Directive: Copy the listing below verbatim, starting at the line that contains "area in the image above." and ending at the last line of the listing, with both of those lines included.

start Record set

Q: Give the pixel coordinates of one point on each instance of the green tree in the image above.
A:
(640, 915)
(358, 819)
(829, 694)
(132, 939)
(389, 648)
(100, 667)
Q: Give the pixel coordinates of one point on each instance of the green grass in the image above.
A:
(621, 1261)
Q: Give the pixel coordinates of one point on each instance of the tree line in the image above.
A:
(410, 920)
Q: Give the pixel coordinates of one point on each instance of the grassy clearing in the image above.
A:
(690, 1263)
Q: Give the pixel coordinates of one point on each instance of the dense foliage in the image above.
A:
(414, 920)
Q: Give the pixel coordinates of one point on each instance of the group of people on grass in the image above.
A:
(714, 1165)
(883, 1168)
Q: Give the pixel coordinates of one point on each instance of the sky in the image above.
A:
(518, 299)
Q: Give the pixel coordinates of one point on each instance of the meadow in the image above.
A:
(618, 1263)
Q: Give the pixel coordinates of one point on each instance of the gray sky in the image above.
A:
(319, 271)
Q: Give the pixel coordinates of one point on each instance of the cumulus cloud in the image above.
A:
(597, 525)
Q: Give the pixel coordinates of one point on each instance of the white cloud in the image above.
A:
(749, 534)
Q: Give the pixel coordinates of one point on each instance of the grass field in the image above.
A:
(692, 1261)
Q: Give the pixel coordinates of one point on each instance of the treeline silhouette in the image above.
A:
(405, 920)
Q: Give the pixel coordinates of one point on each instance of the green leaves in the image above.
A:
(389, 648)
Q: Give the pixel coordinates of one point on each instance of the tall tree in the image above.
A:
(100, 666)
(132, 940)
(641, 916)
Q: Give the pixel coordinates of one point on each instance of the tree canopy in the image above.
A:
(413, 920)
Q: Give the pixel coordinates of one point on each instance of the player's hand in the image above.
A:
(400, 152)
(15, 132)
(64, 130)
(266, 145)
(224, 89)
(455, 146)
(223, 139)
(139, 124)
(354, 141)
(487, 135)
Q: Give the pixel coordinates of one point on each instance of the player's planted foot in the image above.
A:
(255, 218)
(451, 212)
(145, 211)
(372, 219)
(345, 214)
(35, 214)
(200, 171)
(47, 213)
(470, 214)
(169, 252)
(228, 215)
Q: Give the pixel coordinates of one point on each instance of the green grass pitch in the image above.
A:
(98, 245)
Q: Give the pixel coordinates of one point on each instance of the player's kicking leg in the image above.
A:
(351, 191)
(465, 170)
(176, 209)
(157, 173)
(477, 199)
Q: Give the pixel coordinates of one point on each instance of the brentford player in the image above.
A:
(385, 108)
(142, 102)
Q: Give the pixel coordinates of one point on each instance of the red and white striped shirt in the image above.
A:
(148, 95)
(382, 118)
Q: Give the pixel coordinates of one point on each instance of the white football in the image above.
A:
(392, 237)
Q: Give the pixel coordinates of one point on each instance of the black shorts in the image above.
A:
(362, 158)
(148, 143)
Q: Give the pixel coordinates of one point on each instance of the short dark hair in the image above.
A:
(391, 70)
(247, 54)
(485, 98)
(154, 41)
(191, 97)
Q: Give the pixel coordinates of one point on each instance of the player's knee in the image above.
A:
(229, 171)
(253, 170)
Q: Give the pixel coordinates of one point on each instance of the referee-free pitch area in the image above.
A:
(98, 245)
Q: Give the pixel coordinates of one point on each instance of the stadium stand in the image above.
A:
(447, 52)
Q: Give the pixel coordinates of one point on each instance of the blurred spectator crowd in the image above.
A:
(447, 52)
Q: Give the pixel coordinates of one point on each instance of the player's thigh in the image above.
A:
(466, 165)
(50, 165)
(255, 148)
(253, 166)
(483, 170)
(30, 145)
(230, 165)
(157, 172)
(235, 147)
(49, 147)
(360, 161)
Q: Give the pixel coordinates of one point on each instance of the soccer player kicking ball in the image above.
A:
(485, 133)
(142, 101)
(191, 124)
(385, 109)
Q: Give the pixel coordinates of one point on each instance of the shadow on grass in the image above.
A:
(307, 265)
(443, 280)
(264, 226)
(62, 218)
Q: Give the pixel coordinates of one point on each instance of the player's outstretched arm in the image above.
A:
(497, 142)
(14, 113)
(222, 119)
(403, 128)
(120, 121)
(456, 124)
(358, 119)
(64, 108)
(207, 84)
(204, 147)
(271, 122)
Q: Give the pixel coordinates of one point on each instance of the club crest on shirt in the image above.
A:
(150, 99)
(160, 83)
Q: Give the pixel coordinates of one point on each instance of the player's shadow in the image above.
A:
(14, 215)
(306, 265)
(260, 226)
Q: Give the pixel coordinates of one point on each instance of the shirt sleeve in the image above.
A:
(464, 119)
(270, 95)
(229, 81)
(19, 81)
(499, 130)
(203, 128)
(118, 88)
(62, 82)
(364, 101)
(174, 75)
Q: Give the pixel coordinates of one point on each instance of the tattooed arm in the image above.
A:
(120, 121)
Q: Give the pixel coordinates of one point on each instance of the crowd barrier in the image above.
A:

end Record set

Task output:
Q: Give the pixel coordinates of one point on each instance of the referee-free pitch area in the image above.
A:
(98, 245)
Q: Give the pixel coordinates of one point on each instance of the stadium stand in the image above.
A:
(447, 52)
Q: Give the pixel coordinates of one point on each instance of the blurred spectator crowd in the image above.
A:
(447, 52)
Q: Give the pixel coordinates of one point on each instance of the player's thigh in the image above.
A:
(466, 165)
(50, 165)
(255, 148)
(253, 166)
(483, 170)
(30, 145)
(230, 165)
(157, 172)
(235, 147)
(49, 147)
(360, 161)
Q: Give the pixel coordinates of one point on each instance of the soccer player kicking ball in the image above.
A:
(485, 133)
(142, 101)
(191, 124)
(385, 109)
Q: Give the pixel coordinates of one point on each instance of the shadow on grass in the image above.
A:
(307, 265)
(443, 280)
(264, 226)
(62, 218)
Q: Give the pixel coordinates of one point on each instance of the player's outstretched arm in the image above.
A:
(497, 142)
(14, 113)
(222, 119)
(403, 128)
(120, 121)
(456, 124)
(358, 119)
(64, 108)
(207, 84)
(204, 147)
(271, 122)
Q: Give the pixel coordinates of one point on each instance of the club crest on shirt in the image above.
A:
(150, 99)
(160, 83)
Q: Give the pixel coordinates of one point on each instance of the player's shadow in the image above.
A:
(14, 215)
(306, 265)
(260, 226)
Q: Give the pixel coordinates of one point on each instance of the shirt sleeve in the image above.
A:
(464, 119)
(270, 95)
(229, 81)
(19, 81)
(499, 130)
(203, 128)
(118, 88)
(62, 82)
(364, 101)
(174, 75)
Q: Give the pixel coordinates of one point on each instance of the tattooed arm in the image above.
A:
(120, 121)
Q: Give the pixel coordinates of one point on each instance of the crowd barrier in the image above.
A:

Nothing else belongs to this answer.